- [Exercise details]: Edit the lines below so that every "pavement" becomes "sidewalk", and leave everything else unchanged.

[START OF Material provided]

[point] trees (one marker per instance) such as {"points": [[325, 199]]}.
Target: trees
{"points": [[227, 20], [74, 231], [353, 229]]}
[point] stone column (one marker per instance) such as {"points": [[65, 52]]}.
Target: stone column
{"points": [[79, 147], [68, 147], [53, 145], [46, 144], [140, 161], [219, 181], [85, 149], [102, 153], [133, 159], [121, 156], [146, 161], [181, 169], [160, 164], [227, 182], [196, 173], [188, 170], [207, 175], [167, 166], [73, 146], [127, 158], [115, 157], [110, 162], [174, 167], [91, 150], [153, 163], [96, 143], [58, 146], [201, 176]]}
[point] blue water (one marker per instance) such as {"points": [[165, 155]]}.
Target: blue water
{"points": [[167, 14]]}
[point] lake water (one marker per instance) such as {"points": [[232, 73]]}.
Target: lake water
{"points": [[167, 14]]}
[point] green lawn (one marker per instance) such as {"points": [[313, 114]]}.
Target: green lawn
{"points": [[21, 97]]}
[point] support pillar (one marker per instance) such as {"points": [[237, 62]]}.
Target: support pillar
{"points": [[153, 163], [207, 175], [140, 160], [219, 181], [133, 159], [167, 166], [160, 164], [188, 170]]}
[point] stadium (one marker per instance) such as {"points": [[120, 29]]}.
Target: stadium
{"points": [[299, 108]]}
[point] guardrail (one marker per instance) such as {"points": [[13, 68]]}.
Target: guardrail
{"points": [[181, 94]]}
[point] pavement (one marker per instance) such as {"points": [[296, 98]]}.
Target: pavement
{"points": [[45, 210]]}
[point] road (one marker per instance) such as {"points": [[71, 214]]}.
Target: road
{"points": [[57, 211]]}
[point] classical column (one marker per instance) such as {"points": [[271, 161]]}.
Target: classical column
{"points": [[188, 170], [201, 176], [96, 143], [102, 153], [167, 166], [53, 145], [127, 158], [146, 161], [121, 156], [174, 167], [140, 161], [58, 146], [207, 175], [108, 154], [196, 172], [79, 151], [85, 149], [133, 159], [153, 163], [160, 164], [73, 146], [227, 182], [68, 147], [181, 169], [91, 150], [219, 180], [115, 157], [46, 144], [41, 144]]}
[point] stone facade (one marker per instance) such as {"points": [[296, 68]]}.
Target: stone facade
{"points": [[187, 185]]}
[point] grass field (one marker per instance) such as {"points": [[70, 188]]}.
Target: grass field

[END OF Material provided]

- [Finished exercise]:
[point] trees (one marker per instance) such as {"points": [[325, 199]]}.
Target: trees
{"points": [[227, 20], [74, 231], [353, 229]]}
[point] stone column (one marker per instance) such as {"points": [[65, 52]]}.
Target: stone column
{"points": [[79, 147], [68, 147], [53, 145], [46, 144], [140, 161], [219, 181], [85, 149], [102, 153], [133, 159], [121, 156], [146, 161], [181, 169], [160, 164], [227, 182], [196, 173], [188, 170], [207, 175], [167, 166], [73, 146], [127, 158], [115, 157], [110, 162], [174, 167], [91, 150], [153, 163], [96, 143], [58, 146], [201, 176]]}
[point] blue water (one marker per instance) such as {"points": [[165, 155]]}.
Target: blue water
{"points": [[167, 14]]}
[point] lake water (one marker per instance) such as {"points": [[232, 73]]}.
Target: lake water
{"points": [[167, 14]]}
[point] green lawn (one marker per instance) such as {"points": [[313, 114]]}.
Target: green lawn
{"points": [[21, 97]]}
[point] support pillar (one marker per instance) such as {"points": [[237, 62]]}.
Target: support pillar
{"points": [[153, 163], [207, 175], [140, 160], [219, 181], [133, 159], [167, 166], [160, 164], [188, 170]]}
[point] stadium (one marker per instance) such as {"points": [[120, 29]]}.
Target: stadium
{"points": [[299, 108]]}
[point] guardrail (one marker per instance) such as {"points": [[13, 68]]}.
Target: guardrail
{"points": [[181, 94]]}
[point] sidewalk (one marker per instance) such as {"points": [[296, 98]]}.
Target: sidewalk
{"points": [[45, 210]]}
[point] road (one marker per instance) such as {"points": [[71, 214]]}.
Target: road
{"points": [[57, 211]]}
[point] classical column (one marker per instance) such as {"points": [[271, 161]]}.
Target: classical column
{"points": [[188, 170], [201, 176], [96, 143], [102, 153], [167, 166], [53, 145], [127, 158], [146, 161], [121, 156], [174, 167], [140, 161], [58, 146], [207, 175], [108, 154], [196, 172], [79, 151], [85, 149], [133, 159], [153, 163], [160, 164], [73, 146], [227, 182], [68, 147], [181, 169], [91, 150], [219, 180], [115, 157], [46, 144], [41, 144]]}
[point] stone facade (one marker per instance) such as {"points": [[296, 68]]}.
Target: stone facade
{"points": [[187, 185]]}
[point] grass field (one marker per instance) such as {"points": [[70, 188]]}.
Target: grass field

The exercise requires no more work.